§ EXCERPT TO READ
Saturday, March 23, 2013
Today -100: March 23, 1913: Of the next war, assassinations, white persons (as commonly understood), freaks (again), and misapplied art
The Great Powers set out the terms of peace they think everyone should accept to end the Balkan War: large swathes of the Ottoman Empire ceded to the allies, including Crete, the establishment of Albania, no indemnity.
The Sunday NYT Magazine features Sir Arthur Conan Doyle on “England’s Next War.” He says there is no German menace. So that’s okay then. He talks a lot about submarine warfare and concludes that Britain needs a Channel Tunnel.
In a seriously botched story for which I can’t find any correction ever having been printed, the NYT says that the former Chinese Minister of Education, Gen. Sung, has been assassinated, but that before he died of his wounds, he received a letter saying, sorry, meant to kill the other Gen. Sung. None of that’s true. The guy who was actually assassinated, Sung Chiao-jen, was neither a general nor an education minister, but the president of the Kuomintang. He was engaged in an effort to restrict the powers of the president in favor of the parliament, which was why he was almost certainly ordered murdered by Provisional President Yuan Shikai and other members of the government. However, the assassin and his accomplices were all murdered before the investigation went anywhere.
The US District Court for D.C. rules against a half-German, half-Japanese man who claims that he is white and therefore eligible for US citizenship. The Court says, “In the abstractions of higher mathematics it may be plausibly said that half of infinity is equal to the whole of infinity; but in the case of such a concrete thing as the person of a human being it cannot be said that one who is half white and half brown or yellow is a white person, as commonly understood.”

§ ACTIVITY 1
Please pull out the passage of the March 23, 1913 roundup starting at "Saturday, March 23, 2013" and ending at "a Channel Tunnel.".
§ ACTIVITY 2
Answer these from the March 23, 1913 roundup:
(a) What does Conan Doyle conclude Britain needs?
(b) What position did Sung Chiao-jen actually hold?
(c) Which court ruled against the half-German, half-Japanese man?
§ ACTIVITY 3
According to the March 23, 1913 roundup, why was Sung Chiao-jen almost certainly ordered murdered by Yuan Shikai and other members of the government? Answer in one to three sentences.
The lines after this point aren't needed for anything here.

§ RECORDED INFORMATION
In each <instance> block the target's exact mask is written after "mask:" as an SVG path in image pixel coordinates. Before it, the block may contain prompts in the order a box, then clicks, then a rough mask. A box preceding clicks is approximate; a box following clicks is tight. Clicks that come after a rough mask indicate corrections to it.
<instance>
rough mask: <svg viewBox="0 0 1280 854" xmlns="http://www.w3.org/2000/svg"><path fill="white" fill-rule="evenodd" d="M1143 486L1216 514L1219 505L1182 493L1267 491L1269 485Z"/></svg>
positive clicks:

§ EXPECTED ANSWER 1
Saturday, March 23, 2013
Today -100: March 23, 1913: Of the next war, assassinations, white persons (as commonly understood), freaks (again), and misapplied art
The Great Powers set out the terms of peace they think everyone should accept to end the Balkan War: large swathes of the Ottoman Empire ceded to the allies, including Crete, the establishment of Albania, no indemnity.
The Sunday NYT Magazine features Sir Arthur Conan Doyle on “England’s Next War.” He says there is no German menace. So that’s okay then. He talks a lot about submarine warfare and concludes that Britain needs a Channel Tunnel.

§ EXPECTED ANSWER 2
(a) A Channel Tunnel.
(b) He was president of the Kuomintang.
(c) The US District Court for D.C.

§ EXPECTED ANSWER 3
Sung Chiao-jen was working to restrict the powers of the president in favor of the parliament. The roundup gives that effort as the reason Provisional President Yuan Shikai and other members of the government almost certainly ordered his murder.